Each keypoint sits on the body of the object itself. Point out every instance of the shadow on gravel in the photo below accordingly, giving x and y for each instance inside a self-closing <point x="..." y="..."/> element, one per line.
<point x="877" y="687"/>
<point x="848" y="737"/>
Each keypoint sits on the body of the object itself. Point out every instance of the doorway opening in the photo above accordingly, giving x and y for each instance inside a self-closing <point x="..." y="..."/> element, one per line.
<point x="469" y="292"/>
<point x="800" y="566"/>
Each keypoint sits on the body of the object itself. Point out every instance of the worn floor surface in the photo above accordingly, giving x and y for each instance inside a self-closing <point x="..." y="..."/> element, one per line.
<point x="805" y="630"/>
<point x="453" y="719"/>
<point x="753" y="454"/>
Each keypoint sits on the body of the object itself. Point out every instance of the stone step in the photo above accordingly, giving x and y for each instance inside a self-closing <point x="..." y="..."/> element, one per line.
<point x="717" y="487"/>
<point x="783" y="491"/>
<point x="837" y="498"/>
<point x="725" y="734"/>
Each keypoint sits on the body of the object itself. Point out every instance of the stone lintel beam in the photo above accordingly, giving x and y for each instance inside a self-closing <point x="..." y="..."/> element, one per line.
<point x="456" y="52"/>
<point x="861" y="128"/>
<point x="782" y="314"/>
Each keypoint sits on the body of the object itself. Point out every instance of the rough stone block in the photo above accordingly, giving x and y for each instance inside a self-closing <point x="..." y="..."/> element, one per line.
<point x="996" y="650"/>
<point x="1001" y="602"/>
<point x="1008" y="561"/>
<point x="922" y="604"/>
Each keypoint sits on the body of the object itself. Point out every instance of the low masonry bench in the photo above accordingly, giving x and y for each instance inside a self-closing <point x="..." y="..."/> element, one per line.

══════

**Directions for this task**
Leaving out every line before the one with "the stone lintel", print the rest of the listing above exactly, through its final line.

**Answer for this exercise**
Each keypoint sits on the body of the object itself. Point out every instance of the stone lintel beam in the photo above accordingly, giving x and y for each instance inside a self-closing <point x="..." y="..."/> element, one per line.
<point x="456" y="52"/>
<point x="861" y="128"/>
<point x="782" y="314"/>
Each keypoint sits on the body of the object itself. Point out every instance of the rough stone block in the photo above accordingly, giving x and y for each instance inside a self-closing <point x="..." y="..."/> element, one per line.
<point x="996" y="650"/>
<point x="1001" y="602"/>
<point x="1008" y="561"/>
<point x="922" y="604"/>
Each keypoint sits on the body of the object itself. Point out every instance of the low masonry bench in the photo above accordingly, giving x and y for each instance inside a self-closing <point x="..." y="..."/> element, one per line.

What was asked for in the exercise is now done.